▸ PROBLEM DESCRIPTION: Edit the entries below so that each "Place a dot on" becomes "Put a point on", leaving every other word as it is.

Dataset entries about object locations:
* begin *

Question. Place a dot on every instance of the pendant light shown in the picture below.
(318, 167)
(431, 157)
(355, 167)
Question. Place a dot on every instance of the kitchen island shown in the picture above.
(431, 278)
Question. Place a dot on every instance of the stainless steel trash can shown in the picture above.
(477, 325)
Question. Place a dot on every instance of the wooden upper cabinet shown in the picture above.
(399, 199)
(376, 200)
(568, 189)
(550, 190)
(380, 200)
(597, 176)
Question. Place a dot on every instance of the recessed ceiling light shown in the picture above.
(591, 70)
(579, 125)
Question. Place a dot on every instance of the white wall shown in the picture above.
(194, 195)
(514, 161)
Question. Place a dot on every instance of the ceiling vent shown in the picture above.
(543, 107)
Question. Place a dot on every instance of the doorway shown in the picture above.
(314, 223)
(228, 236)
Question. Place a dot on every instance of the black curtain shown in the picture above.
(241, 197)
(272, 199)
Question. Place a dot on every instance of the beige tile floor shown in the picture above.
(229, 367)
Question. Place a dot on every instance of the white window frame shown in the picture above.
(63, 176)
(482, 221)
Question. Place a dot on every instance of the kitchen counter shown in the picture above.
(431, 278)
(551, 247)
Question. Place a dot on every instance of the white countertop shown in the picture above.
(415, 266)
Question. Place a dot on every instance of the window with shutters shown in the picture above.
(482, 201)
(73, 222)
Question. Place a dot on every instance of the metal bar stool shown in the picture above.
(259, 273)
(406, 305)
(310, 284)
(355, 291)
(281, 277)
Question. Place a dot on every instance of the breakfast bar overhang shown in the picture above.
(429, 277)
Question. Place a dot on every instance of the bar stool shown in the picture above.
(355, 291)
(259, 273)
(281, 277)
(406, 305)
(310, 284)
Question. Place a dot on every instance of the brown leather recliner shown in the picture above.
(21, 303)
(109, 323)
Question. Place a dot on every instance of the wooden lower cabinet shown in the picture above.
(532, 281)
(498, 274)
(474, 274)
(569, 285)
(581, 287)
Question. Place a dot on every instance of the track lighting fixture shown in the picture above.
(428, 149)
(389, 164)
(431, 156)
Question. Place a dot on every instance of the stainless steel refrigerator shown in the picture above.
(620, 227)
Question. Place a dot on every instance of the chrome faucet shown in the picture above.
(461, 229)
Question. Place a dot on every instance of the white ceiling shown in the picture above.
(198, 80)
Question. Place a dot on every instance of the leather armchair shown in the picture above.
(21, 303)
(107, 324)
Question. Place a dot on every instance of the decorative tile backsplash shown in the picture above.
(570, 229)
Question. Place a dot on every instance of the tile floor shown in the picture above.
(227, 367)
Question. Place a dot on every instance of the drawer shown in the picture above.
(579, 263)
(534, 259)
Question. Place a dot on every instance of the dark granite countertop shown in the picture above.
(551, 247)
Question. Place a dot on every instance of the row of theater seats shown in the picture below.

* end *

▸ THE SOLUTION:
Question. Put a point on every instance of the pendant light shown in the picture below.
(318, 167)
(431, 157)
(355, 167)
Question. Put a point on every instance of the kitchen island shown in the picture above.
(431, 278)
Question. Put a point on every instance of the stainless steel trash can shown in the picture above.
(477, 325)
Question. Put a point on every instance of the wooden upper cabinet shown in the picture above.
(399, 199)
(376, 200)
(568, 189)
(550, 190)
(380, 200)
(597, 176)
Question. Put a point on every instance of the recessed ceiling light shown in the picture above.
(591, 70)
(579, 125)
Question. Put a point on every instance of the white wall shown in the picture above.
(194, 195)
(514, 161)
Question. Put a point on every instance of the ceiling vent shown in the picture above.
(543, 107)
Question. Put a point on every instance of the doorway shown in the picture above.
(314, 223)
(228, 236)
Question. Put a point on every instance of the black curtain shown in the picture above.
(241, 197)
(272, 199)
Question. Put a point on every instance of the beige tile floor shown in the picture above.
(229, 367)
Question. Put a point on every instance of the white window frame shown in the picture above.
(63, 176)
(482, 221)
Question. Put a point on every instance of the kitchen counter shown in the picture above.
(431, 278)
(551, 247)
Question. Put a point on every instance of the white countertop shown in the picture above.
(415, 266)
Question. Put a point on every instance of the window with shutters shown in the picture above.
(482, 201)
(73, 222)
Question. Put a point on every instance of the metal bar stool shown in the picture above.
(259, 273)
(406, 305)
(310, 284)
(355, 291)
(281, 277)
Question. Put a point on every instance of the breakfast bar overhang shown in the picture above.
(429, 277)
Question. Put a point on every instance of the bar stool shown in the picture above.
(355, 291)
(259, 273)
(281, 277)
(406, 305)
(310, 284)
Question. Put a point on every instance of the brown leather recliner shown in the picture above.
(21, 303)
(109, 323)
Question. Put a point on every instance of the wooden lower cabinet shown in the picture above.
(532, 281)
(498, 274)
(474, 274)
(569, 285)
(581, 287)
Question. Put a point on every instance of the track lighting fixture shown in the picture above.
(428, 149)
(389, 164)
(431, 156)
Question. Put a point on every instance of the stainless steel refrigerator shown in the picture above.
(620, 227)
Question. Put a point on every instance of the chrome faucet shown in the picture above.
(461, 229)
Question. Put a point on every instance of the white ceiling shown in the picture above.
(198, 80)
Question. Put a point on every instance of the leather armchair shown in the picture above.
(21, 303)
(107, 324)
Question. Put a point on every instance of the decorative tile backsplash shown in the picture above.
(570, 229)
Question. Put a point on every instance of the tile floor shown in the picture above.
(227, 367)
Question. Put a point on every instance of the drawer shown in the picture above.
(579, 263)
(534, 259)
Question. Put a point on every instance of the dark granite countertop shown in the picture above.
(551, 247)
Question. Put a point on every instance of the row of theater seats shown in the picture below.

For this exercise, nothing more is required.